They deemed him unacceptable, accidental, illegitimate, likely a conniver in the national outcome -- and so took to lobbing their hateful commentaries one after another without end.

On issue after issue, they rejected his appeals for bipartisanship, especially in his second term. In his 2004 victory speech, Bush said:

"Today, I want to speak to every person who voted for my opponent. To make this nation stronger and better, I will need your support, and I will work to earn it....We have one country, one Constitution, and one future that binds us. And when we come together and work together, there is no limit to the greatness of America."

Yet from Social Security and judges to the surge and terror and continuation of the tax cuts, malign leftists dug in and sought to foil him on every front -- to deny him any victory, any success, anywhere.

"Malign" is too harsh? Consider:

Television, blogospheric, and newspaper commentaries slammed President Bush 24/7. Nicholson Baker wrote "Checkpoint," whose protagonists weigh whether to assassinate him. Twelve thousand San Franciscans signed a petition to rename an Oceanside sewage plant for him.

Hollywood went apoplectic, with Oliver Stone -- director of the detestable October-released flick "W" -- declaring: "We are a poorer and less secure nation for having elected (Bush) as our president. . . . America finds itself fighting unnecessary and costly wars and engaging in dangerous and counterproductive efforts to fight extremism. Even more significant and troubling, I believe, is his legacy of immorality."

Despite this vicious stream, George Bush persevered and prevailed. 9/11 changed him. Mistakes abounded, but no subsequent domestic jihadist strike ensued. As he noted at the Army War College last month, this staggering security success was "not a matter of luck." Against islamofascism pre-emption (described by the all-knowing as naive, idealistic and wrong) was -- as it remains -- the right policy for spreading liberty and democracy, particularly in a Middle East that boasts so little of either.

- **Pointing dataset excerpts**
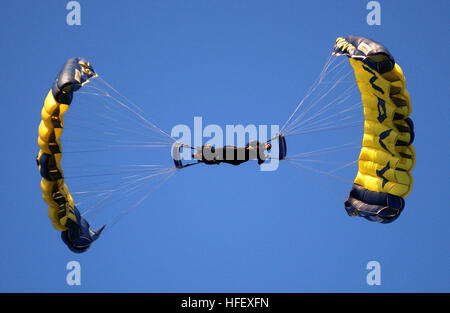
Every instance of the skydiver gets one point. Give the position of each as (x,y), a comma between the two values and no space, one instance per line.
(208,154)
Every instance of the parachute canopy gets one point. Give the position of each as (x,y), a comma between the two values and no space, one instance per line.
(387,156)
(64,215)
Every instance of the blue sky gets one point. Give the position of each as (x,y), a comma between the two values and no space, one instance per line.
(224,229)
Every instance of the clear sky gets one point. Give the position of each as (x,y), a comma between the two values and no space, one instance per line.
(224,228)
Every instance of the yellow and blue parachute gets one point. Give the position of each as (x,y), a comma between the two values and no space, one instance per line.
(65,217)
(387,156)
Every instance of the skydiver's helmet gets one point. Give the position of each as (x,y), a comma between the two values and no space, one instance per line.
(79,235)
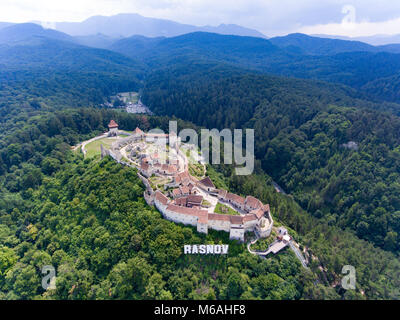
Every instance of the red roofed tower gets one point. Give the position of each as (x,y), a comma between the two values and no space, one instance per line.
(113,126)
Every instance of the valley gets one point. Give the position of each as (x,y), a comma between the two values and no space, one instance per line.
(113,218)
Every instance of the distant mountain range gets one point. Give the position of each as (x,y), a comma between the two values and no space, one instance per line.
(376,40)
(126,25)
(359,65)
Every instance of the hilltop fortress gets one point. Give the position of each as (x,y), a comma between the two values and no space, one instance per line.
(183,198)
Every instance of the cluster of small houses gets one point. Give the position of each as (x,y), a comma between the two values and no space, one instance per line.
(185,204)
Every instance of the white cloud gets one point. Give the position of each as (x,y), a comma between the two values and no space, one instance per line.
(360,29)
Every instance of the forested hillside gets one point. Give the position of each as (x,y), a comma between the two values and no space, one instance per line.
(41,72)
(346,64)
(88,218)
(333,148)
(301,130)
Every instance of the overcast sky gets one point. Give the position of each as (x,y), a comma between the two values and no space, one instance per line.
(271,17)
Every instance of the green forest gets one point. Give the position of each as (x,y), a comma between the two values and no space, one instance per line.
(301,130)
(334,149)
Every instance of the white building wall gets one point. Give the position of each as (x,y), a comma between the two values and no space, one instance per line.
(237,234)
(202,228)
(219,225)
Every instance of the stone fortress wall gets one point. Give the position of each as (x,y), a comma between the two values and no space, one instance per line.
(254,215)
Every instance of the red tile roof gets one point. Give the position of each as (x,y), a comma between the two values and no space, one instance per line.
(138,131)
(203,220)
(259,213)
(253,202)
(195,199)
(180,201)
(185,189)
(176,192)
(235,198)
(187,211)
(112,124)
(160,197)
(222,193)
(144,166)
(218,217)
(249,217)
(236,219)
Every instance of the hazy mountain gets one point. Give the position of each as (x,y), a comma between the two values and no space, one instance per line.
(97,41)
(28,32)
(376,40)
(320,46)
(351,63)
(244,51)
(5,24)
(126,25)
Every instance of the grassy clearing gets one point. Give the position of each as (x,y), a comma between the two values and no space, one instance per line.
(223,209)
(93,148)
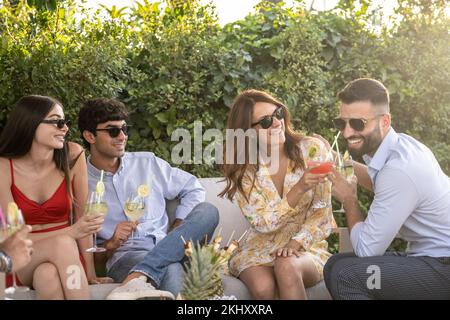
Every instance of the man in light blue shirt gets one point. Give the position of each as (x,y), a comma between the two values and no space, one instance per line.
(411,201)
(148,249)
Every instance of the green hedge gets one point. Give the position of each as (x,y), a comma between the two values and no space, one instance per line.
(174,64)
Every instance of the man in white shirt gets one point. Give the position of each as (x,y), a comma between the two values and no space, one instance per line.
(146,254)
(411,201)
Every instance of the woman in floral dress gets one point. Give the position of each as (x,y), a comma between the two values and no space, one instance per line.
(285,250)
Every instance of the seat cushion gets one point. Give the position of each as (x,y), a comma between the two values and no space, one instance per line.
(98,292)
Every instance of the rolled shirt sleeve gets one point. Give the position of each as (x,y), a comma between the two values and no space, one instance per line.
(396,197)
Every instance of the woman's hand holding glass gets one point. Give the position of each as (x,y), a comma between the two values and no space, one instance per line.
(15,225)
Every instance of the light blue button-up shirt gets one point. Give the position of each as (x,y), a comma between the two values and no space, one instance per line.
(165,182)
(412,201)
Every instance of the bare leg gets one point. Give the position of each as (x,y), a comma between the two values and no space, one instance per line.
(62,252)
(260,280)
(293,275)
(46,282)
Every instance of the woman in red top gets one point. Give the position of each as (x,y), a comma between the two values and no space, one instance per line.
(46,176)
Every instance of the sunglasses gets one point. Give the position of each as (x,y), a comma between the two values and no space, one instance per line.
(357,124)
(60,123)
(115,131)
(267,121)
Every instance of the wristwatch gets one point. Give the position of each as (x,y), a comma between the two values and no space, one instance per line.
(5,262)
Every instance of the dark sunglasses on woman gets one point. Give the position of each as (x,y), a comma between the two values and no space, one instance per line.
(60,123)
(267,121)
(115,131)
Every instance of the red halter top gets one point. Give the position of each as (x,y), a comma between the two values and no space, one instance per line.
(54,210)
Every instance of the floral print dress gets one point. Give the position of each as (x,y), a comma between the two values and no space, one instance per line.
(274,222)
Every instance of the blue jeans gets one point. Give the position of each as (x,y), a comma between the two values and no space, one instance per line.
(163,264)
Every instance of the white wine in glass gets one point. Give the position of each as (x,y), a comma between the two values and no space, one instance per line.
(134,209)
(15,223)
(96,206)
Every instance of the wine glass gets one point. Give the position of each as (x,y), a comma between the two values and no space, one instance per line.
(320,164)
(15,222)
(134,208)
(346,169)
(96,206)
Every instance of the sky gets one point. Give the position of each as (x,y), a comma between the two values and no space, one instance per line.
(232,10)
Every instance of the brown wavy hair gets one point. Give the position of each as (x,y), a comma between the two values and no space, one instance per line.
(240,117)
(17,136)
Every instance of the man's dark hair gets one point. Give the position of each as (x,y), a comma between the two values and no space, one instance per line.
(365,89)
(97,111)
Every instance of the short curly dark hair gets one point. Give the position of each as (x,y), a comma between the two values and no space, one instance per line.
(97,111)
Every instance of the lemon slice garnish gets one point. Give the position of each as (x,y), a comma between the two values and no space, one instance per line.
(346,156)
(312,151)
(100,188)
(143,190)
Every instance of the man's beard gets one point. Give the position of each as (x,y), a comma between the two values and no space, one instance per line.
(369,146)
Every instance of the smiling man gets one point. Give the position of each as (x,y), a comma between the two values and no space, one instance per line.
(145,254)
(411,201)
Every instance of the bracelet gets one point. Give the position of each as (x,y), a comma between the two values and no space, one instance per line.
(5,262)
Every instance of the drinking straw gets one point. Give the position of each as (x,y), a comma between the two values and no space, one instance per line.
(338,154)
(332,146)
(229,240)
(240,238)
(2,217)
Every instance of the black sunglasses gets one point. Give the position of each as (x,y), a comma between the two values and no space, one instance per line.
(267,121)
(357,124)
(60,123)
(115,131)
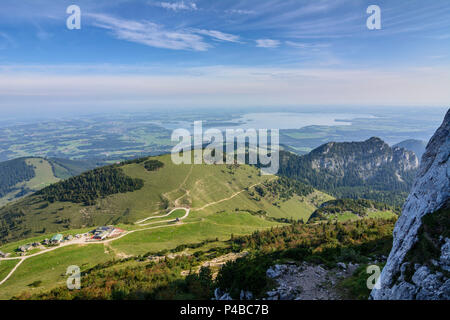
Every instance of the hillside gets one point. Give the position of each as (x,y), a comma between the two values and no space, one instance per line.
(23,176)
(418,267)
(369,169)
(351,209)
(416,146)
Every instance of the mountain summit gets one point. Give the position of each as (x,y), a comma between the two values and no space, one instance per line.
(419,263)
(368,169)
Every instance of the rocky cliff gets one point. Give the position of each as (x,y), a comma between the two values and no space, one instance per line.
(368,169)
(418,266)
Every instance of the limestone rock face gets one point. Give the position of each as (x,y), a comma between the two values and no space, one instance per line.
(430,192)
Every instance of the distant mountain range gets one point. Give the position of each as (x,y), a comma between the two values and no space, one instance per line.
(370,169)
(416,146)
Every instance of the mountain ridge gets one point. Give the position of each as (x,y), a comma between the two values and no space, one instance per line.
(421,229)
(369,169)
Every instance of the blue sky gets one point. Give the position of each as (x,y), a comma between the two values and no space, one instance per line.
(143,54)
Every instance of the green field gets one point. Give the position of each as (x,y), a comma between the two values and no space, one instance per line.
(6,267)
(221,202)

- **SET PROBLEM 1**
Print the part of the commentary on President Bush's critics starting with "They deemed him" and going on through "another without end.", word for word.
- **SET PROBLEM 2**
Pick up the commentary on President Bush's critics after its last sentence and keep writing it.

- **ANSWER 1**
They deemed him unacceptable, accidental, illegitimate, likely a conniver in the national outcome -- and so took to lobbing their hateful commentaries one after another without end.

- **ANSWER 2**
The enterprise in Iraq, following the surge, now approaches victory -- the great Osama himself having declared Iraq "the central front" in his war against the United States. Barack Obama repeatedly pronounced Iraq a distraction and -- from beginning to end -- a mistake. Yet a resolute Bush was true to his values, to his nation, and to mankind's ultimate cause. Last month he told The Wall Street Journal's Kimberly Strassel that liberty can be extended beyond Iraq as long as America continues to believe "in the universality of freedom."

His early tax cuts helped the country out of the recession Bill Clinton left him. The budget exploded, as did deficits -- largely a result of expanded defense spending for the war on terror. (Said Bush in the Strassel interview: "I refused to compromise on the military" -- for which thank heaven, given that the first obligation of every administration is the people's protection.)

Bush was correct about Social Security, despite a spineless, risk-averse Congress unwilling to get its game together. While vastly more nominations would have been better, he managed against obstructionist Senate Democrats to gain approval of 61 federal appellate judges (compare Clinton's 65), now constituting majorities on 10 of the 13 appellate courts. And he gave us the estimable Supreme Court Justices Roberts and Alito.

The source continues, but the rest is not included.